GIVEN TASK: Express every line of the listing below as a JSON list of strings, one string per line, with blank lines left out.

[Location identification items]
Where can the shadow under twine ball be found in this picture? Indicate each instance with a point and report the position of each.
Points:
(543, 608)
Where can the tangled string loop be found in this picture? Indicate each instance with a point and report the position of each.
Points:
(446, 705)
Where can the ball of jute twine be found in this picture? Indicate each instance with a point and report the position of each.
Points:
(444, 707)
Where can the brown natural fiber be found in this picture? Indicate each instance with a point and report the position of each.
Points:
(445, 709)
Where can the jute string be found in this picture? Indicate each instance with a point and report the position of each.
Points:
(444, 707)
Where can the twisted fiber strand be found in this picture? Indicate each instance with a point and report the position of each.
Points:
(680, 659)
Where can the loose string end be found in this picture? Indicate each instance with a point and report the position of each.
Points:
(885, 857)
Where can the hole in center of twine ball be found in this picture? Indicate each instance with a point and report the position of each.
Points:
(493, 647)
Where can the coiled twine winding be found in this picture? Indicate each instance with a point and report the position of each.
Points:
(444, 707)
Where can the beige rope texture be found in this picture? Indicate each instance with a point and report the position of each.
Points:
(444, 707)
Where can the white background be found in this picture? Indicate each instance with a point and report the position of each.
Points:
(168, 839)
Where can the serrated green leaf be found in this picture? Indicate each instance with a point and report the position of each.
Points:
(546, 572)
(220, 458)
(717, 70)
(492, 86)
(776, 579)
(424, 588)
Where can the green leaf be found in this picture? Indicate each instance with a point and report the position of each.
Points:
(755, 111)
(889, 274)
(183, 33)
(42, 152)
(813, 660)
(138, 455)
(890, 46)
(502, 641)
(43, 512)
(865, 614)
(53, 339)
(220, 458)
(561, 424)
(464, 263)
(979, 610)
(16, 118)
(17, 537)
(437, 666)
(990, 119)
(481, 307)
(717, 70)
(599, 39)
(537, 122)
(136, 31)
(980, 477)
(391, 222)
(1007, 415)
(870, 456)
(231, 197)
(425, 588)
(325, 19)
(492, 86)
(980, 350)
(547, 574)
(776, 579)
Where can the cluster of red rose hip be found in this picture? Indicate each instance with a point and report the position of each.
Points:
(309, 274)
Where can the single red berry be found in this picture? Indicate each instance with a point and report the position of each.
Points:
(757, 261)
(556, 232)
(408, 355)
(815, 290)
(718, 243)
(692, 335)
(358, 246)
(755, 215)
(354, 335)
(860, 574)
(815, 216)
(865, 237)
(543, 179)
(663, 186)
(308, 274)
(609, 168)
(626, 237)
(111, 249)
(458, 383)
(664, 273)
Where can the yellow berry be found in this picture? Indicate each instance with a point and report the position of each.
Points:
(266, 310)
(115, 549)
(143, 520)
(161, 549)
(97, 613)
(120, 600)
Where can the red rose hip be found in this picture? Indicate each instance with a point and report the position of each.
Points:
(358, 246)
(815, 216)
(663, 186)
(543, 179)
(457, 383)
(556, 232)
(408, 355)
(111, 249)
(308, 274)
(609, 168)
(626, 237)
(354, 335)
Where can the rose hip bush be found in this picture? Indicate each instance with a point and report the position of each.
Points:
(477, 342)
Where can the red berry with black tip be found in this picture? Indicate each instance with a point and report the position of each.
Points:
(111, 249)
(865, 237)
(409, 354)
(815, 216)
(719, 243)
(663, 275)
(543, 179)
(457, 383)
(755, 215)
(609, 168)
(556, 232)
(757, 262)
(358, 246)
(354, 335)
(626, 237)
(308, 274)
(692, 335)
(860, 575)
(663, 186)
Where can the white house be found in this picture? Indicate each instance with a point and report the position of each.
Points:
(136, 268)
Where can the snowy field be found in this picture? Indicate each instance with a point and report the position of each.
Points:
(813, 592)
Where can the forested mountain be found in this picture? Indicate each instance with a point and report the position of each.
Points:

THE ANSWER:
[
  "Where can the shadow under twine ball be found in this picture? Indicate each instance with a point and report the position of each.",
  "Points:",
  "(543, 608)",
  "Where can the tangled string loop be found in this picture? Indicate each instance with a point and report the position of each.",
  "Points:",
  "(446, 705)",
  "Where can the ball of jute twine be found in this picture? Indicate each instance with a point and report the position of each.",
  "Points:",
  "(444, 707)",
  "Where can the brown natural fiber be found in this picture? Indicate each instance with a point and report the position of each.",
  "Points:",
  "(445, 709)",
  "Where can the jute string be found in this picture? Indicate each instance with a point and report the position of each.",
  "Points:",
  "(444, 707)",
  "Where can the twisted fiber strand be found in this picture? Indicate each instance with a point and report the position of each.",
  "Points:",
  "(680, 659)",
  "Where can the loose string end be found in this picture? Indicate each instance with a point and report the position of each.",
  "Points:",
  "(885, 857)",
  "Where can the hole in center of twine ball be found in this picture? Indicate each instance with a point and report the position of each.",
  "Points:",
  "(493, 647)",
  "Where can the coiled twine winding be found in this picture? Indicate each instance with a point and report the position of each.",
  "Points:",
  "(444, 707)",
  "Where can the beige rope texture be found in this picture? Indicate each instance with a point and report the position of each.",
  "Points:",
  "(444, 707)",
  "Where can the white background be found in this picture? Indicate each instance with a point and report the position of each.",
  "Points:",
  "(168, 839)",
  "Where can the serrated green leaf be found in this picture? Indicate each instance with a point and report the position of each.",
  "Points:",
  "(546, 572)",
  "(220, 458)",
  "(717, 70)",
  "(492, 86)",
  "(776, 579)",
  "(424, 588)",
  "Where can the green leaf be found in this picture? Indicate each instance with a point and report the position of each.",
  "Points:",
  "(755, 111)",
  "(889, 274)",
  "(183, 33)",
  "(42, 152)",
  "(813, 660)",
  "(138, 455)",
  "(890, 46)",
  "(502, 641)",
  "(43, 512)",
  "(865, 614)",
  "(53, 339)",
  "(220, 458)",
  "(561, 424)",
  "(464, 263)",
  "(979, 610)",
  "(16, 118)",
  "(17, 537)",
  "(437, 666)",
  "(990, 119)",
  "(481, 307)",
  "(717, 70)",
  "(599, 39)",
  "(537, 122)",
  "(136, 31)",
  "(980, 477)",
  "(391, 222)",
  "(1007, 415)",
  "(870, 456)",
  "(231, 197)",
  "(425, 588)",
  "(325, 19)",
  "(492, 86)",
  "(980, 350)",
  "(547, 574)",
  "(776, 579)",
  "Where can the cluster of red rose hip be found in this picture? Indicate each instance with a point and report the position of each.",
  "Points:",
  "(309, 274)",
  "Where can the single red berry be found in this picture? Indicate each instance with a point and report the position of each.",
  "Points:",
  "(757, 261)",
  "(556, 232)",
  "(408, 355)",
  "(815, 290)",
  "(718, 243)",
  "(692, 335)",
  "(358, 246)",
  "(755, 215)",
  "(354, 335)",
  "(860, 574)",
  "(815, 216)",
  "(865, 237)",
  "(543, 179)",
  "(663, 186)",
  "(308, 274)",
  "(609, 168)",
  "(626, 237)",
  "(111, 249)",
  "(458, 383)",
  "(664, 273)",
  "Where can the yellow berry be found in this picture? Indicate each instance with a point and report the position of each.",
  "Points:",
  "(266, 310)",
  "(115, 549)",
  "(143, 520)",
  "(161, 549)",
  "(97, 613)",
  "(120, 600)",
  "Where can the red rose hip be found in this picture? Indicate each instance with a point and report the position of each.",
  "Points:",
  "(358, 246)",
  "(815, 216)",
  "(663, 186)",
  "(543, 179)",
  "(457, 383)",
  "(556, 232)",
  "(408, 355)",
  "(111, 249)",
  "(308, 274)",
  "(609, 168)",
  "(626, 237)",
  "(354, 335)",
  "Where can the rose hip bush be found in this picture? Indicate each instance with a point and report the position of each.",
  "Points:",
  "(477, 342)",
  "Where can the red berry with black tip be found in this picture? Indicate each instance with a point and report the position of each.",
  "Points:",
  "(111, 249)",
  "(865, 237)",
  "(409, 354)",
  "(815, 216)",
  "(719, 243)",
  "(663, 275)",
  "(543, 179)",
  "(457, 383)",
  "(755, 215)",
  "(609, 168)",
  "(556, 232)",
  "(757, 262)",
  "(358, 246)",
  "(354, 335)",
  "(626, 237)",
  "(308, 274)",
  "(692, 335)",
  "(860, 575)",
  "(663, 186)",
  "Where can the white house be found in this picture? Indicate each instance with a point and report the position of each.",
  "Points:",
  "(136, 268)",
  "Where can the snowy field be found in this picture? Indicate each instance with a point and report the position of each.",
  "Points:",
  "(813, 592)",
  "Where can the forested mountain be found in this picture? Indicate each instance with a point and report the position of each.",
  "Points:"
]